# About this task
Copy every line of the records below without any change.

# Records supplied
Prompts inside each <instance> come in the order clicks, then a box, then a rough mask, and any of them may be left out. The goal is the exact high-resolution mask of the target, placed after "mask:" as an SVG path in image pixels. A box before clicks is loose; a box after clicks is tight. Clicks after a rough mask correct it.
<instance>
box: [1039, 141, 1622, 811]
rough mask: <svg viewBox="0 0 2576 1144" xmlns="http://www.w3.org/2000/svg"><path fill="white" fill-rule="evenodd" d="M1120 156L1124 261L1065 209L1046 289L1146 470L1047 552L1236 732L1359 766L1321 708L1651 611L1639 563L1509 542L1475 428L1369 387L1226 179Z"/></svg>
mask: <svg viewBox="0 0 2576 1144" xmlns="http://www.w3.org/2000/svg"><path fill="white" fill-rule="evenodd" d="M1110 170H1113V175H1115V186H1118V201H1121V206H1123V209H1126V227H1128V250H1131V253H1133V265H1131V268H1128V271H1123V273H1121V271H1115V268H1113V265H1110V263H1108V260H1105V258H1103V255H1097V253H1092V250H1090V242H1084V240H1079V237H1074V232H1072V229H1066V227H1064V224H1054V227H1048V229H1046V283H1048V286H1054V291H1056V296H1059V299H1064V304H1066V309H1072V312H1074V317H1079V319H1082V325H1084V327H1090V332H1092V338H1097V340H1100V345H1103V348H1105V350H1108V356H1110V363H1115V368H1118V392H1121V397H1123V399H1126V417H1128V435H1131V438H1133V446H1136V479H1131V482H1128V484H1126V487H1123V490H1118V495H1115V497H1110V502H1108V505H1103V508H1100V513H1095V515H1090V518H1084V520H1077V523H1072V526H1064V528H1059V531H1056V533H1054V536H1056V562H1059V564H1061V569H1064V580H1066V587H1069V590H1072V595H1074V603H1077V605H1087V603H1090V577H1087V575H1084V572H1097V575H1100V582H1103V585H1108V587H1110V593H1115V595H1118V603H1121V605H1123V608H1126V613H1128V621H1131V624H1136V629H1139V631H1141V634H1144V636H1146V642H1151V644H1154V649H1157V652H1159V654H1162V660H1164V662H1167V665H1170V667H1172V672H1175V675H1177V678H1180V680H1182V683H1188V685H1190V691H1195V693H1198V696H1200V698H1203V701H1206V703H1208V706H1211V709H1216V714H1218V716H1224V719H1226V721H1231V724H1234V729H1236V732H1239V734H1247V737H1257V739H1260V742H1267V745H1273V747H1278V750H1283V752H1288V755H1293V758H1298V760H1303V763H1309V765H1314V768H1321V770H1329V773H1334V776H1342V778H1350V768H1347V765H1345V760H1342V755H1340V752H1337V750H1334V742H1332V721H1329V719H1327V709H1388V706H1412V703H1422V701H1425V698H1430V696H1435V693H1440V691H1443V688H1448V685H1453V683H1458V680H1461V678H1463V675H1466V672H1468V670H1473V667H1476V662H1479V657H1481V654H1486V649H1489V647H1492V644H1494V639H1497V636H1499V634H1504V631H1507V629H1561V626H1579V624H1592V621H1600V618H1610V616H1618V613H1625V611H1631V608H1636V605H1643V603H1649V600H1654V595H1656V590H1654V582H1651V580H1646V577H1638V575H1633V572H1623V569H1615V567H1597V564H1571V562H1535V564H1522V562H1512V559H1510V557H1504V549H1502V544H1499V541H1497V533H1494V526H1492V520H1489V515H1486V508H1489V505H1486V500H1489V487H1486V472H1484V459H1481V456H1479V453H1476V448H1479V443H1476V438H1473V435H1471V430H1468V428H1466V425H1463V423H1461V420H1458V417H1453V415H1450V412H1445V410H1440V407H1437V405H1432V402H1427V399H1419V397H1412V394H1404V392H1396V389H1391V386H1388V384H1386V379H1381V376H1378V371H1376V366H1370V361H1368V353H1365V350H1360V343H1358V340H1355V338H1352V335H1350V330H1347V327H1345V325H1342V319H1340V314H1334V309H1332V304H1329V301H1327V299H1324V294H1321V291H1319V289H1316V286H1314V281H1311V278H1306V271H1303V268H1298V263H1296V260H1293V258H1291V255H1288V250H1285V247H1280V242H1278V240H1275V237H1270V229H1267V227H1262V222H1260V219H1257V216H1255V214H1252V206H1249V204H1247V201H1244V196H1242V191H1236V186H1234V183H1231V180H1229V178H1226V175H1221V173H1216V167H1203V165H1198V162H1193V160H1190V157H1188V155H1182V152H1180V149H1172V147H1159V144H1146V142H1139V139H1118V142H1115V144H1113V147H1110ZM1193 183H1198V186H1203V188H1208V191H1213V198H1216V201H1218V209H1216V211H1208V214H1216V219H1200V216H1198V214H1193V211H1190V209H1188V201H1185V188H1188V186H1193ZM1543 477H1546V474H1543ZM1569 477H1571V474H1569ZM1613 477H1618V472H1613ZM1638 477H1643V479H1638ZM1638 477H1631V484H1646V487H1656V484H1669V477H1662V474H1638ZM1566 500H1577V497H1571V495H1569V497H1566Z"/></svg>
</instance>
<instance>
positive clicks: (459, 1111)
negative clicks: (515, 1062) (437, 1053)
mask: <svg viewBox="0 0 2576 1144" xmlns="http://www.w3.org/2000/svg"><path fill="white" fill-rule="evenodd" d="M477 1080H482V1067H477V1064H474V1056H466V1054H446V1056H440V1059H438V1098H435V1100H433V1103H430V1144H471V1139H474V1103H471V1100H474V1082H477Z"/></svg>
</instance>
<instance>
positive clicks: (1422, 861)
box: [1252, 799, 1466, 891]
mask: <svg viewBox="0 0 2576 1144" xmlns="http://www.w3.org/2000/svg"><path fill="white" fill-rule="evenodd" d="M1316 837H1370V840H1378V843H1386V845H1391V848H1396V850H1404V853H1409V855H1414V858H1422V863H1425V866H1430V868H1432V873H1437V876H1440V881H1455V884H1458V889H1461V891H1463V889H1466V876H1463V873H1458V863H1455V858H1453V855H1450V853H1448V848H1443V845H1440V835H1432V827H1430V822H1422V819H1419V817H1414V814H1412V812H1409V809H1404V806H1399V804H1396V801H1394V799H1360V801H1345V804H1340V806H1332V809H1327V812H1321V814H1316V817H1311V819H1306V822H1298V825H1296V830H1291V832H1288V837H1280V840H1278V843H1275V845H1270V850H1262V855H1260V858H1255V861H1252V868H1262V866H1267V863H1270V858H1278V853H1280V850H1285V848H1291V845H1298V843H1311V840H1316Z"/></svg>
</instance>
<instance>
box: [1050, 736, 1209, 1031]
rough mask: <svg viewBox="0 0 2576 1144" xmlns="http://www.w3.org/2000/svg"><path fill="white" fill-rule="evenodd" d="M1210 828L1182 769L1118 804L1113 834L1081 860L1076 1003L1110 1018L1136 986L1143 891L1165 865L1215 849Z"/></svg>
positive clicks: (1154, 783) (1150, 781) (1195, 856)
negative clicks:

# Finished exercise
Prompts inside each <instance> come in the order clicks, then a box, then a rough mask, and any of them may be left out. The goal is the exact high-resolution mask of the target, placed after "mask:" as an SVG path in image pixels. A box before clicks is loose; a box after clicks is tight. Clicks after a rough mask correct it.
<instance>
box: [1039, 141, 1622, 811]
rough mask: <svg viewBox="0 0 2576 1144" xmlns="http://www.w3.org/2000/svg"><path fill="white" fill-rule="evenodd" d="M1120 156L1124 261L1065 209L1046 289L1146 470L1047 552L1236 732L1359 766L1321 708L1651 611L1639 563L1509 542L1475 428L1369 387L1226 179Z"/></svg>
mask: <svg viewBox="0 0 2576 1144" xmlns="http://www.w3.org/2000/svg"><path fill="white" fill-rule="evenodd" d="M1110 170H1113V175H1115V186H1118V201H1121V206H1123V209H1126V227H1128V250H1131V253H1133V265H1131V268H1128V271H1123V273H1121V271H1115V268H1113V265H1110V263H1108V260H1105V258H1103V255H1097V253H1092V250H1090V242H1084V240H1079V237H1074V232H1072V229H1066V227H1064V224H1054V227H1048V229H1046V283H1048V286H1054V291H1056V296H1059V299H1064V304H1066V309H1072V312H1074V317H1079V319H1082V325H1084V327H1090V332H1092V338H1097V340H1100V345H1103V348H1105V350H1108V356H1110V363H1115V368H1118V392H1121V397H1123V399H1126V417H1128V435H1131V438H1133V446H1136V479H1131V482H1128V484H1126V487H1123V490H1118V495H1115V497H1110V502H1108V505H1103V508H1100V513H1095V515H1090V518H1084V520H1077V523H1072V526H1064V528H1059V531H1056V533H1054V536H1056V562H1059V564H1061V569H1064V580H1066V587H1069V590H1072V595H1074V603H1077V605H1087V603H1090V577H1087V575H1084V572H1097V575H1100V582H1103V585H1108V587H1110V593H1115V595H1118V603H1121V605H1123V608H1126V613H1128V621H1131V624H1136V629H1139V631H1141V634H1144V636H1146V642H1151V644H1154V649H1157V652H1159V654H1162V660H1164V662H1167V665H1170V667H1172V672H1175V675H1177V678H1180V680H1182V683H1188V685H1190V691H1195V693H1198V696H1200V698H1203V701H1206V703H1208V706H1211V709H1216V714H1218V716H1224V719H1226V721H1231V724H1234V729H1236V732H1239V734H1247V737H1257V739H1260V742H1267V745H1273V747H1278V750H1283V752H1288V755H1293V758H1298V760H1303V763H1309V765H1314V768H1321V770H1329V773H1334V776H1342V778H1350V768H1347V765H1345V760H1342V755H1340V752H1337V750H1334V742H1332V721H1329V719H1327V709H1388V706H1412V703H1422V701H1425V698H1430V696H1435V693H1440V691H1443V688H1448V685H1453V683H1458V680H1461V678H1463V675H1466V672H1468V670H1473V667H1476V662H1479V657H1481V654H1486V649H1489V647H1492V644H1494V639H1497V636H1499V634H1504V631H1507V629H1561V626H1579V624H1592V621H1600V618H1610V616H1618V613H1625V611H1631V608H1636V605H1643V603H1649V600H1654V595H1656V590H1654V582H1651V580H1646V577H1638V575H1633V572H1623V569H1615V567H1597V564H1571V562H1535V564H1522V562H1512V559H1510V557H1504V549H1502V544H1499V541H1497V533H1494V526H1492V520H1489V515H1486V508H1489V505H1486V500H1489V487H1486V472H1484V459H1481V456H1479V453H1476V448H1479V443H1476V438H1473V435H1471V430H1468V428H1466V425H1463V423H1461V420H1458V417H1453V415H1450V412H1445V410H1440V407H1437V405H1432V402H1427V399H1419V397H1412V394H1404V392H1396V389H1391V386H1388V384H1386V379H1381V376H1378V371H1376V366H1370V361H1368V353H1365V350H1360V343H1358V340H1355V338H1352V335H1350V330H1347V327H1345V325H1342V319H1340V314H1334V309H1332V304H1329V301H1327V299H1324V294H1321V291H1319V289H1316V286H1314V281H1311V278H1306V271H1303V268H1298V263H1296V260H1293V258H1291V255H1288V250H1285V247H1280V242H1278V240H1275V237H1270V229H1267V227H1262V222H1260V219H1257V216H1255V214H1252V206H1249V204H1247V201H1244V196H1242V191H1236V186H1234V183H1231V180H1229V178H1226V175H1221V173H1216V167H1203V165H1198V162H1193V160H1190V157H1188V155H1182V152H1180V149H1172V147H1159V144H1146V142H1139V139H1118V142H1115V144H1113V147H1110ZM1193 183H1198V186H1203V188H1208V191H1213V198H1216V201H1218V209H1216V211H1208V214H1216V219H1200V216H1198V214H1193V211H1190V209H1188V201H1185V188H1188V186H1193ZM1543 477H1546V474H1543ZM1569 477H1571V474H1569ZM1613 477H1618V472H1613ZM1638 477H1643V479H1638ZM1638 477H1631V484H1646V487H1656V484H1669V477H1662V474H1638ZM1566 500H1577V497H1571V495H1569V497H1566Z"/></svg>
</instance>
<instance>
positive clicks: (459, 1111)
negative clicks: (515, 1062) (437, 1053)
mask: <svg viewBox="0 0 2576 1144" xmlns="http://www.w3.org/2000/svg"><path fill="white" fill-rule="evenodd" d="M477 1080H482V1067H477V1064H474V1056H466V1054H446V1056H440V1059H438V1098H435V1100H433V1103H430V1144H471V1139H474V1103H471V1100H474V1082H477Z"/></svg>
</instance>
<instance>
positive clicks: (1422, 861)
box: [1252, 799, 1466, 891]
mask: <svg viewBox="0 0 2576 1144" xmlns="http://www.w3.org/2000/svg"><path fill="white" fill-rule="evenodd" d="M1316 837H1370V840H1378V843H1386V845H1391V848H1396V850H1404V853H1409V855H1414V858H1422V863H1425V866H1430V868H1432V873H1437V876H1440V881H1455V884H1458V889H1461V891H1463V889H1466V876H1463V873H1458V863H1455V858H1453V855H1450V853H1448V848H1443V845H1440V835H1432V827H1430V822H1422V819H1419V817H1414V814H1412V812H1409V809H1404V806H1399V804H1396V801H1394V799H1360V801H1345V804H1340V806H1332V809H1327V812H1321V814H1316V817H1311V819H1306V822H1298V825H1296V830H1291V832H1288V837H1280V840H1278V843H1275V845H1270V850H1262V855H1260V858H1255V861H1252V868H1262V866H1267V863H1270V858H1278V853H1280V850H1285V848H1291V845H1298V843H1311V840H1316Z"/></svg>
</instance>
<instance>
box: [1050, 736, 1209, 1031]
rough mask: <svg viewBox="0 0 2576 1144" xmlns="http://www.w3.org/2000/svg"><path fill="white" fill-rule="evenodd" d="M1210 828L1182 769L1118 804L1113 834L1081 860L1076 1003L1110 1018L1136 986L1143 891L1165 865L1215 849Z"/></svg>
positive clicks: (1154, 783) (1150, 781) (1195, 856)
negative clicks:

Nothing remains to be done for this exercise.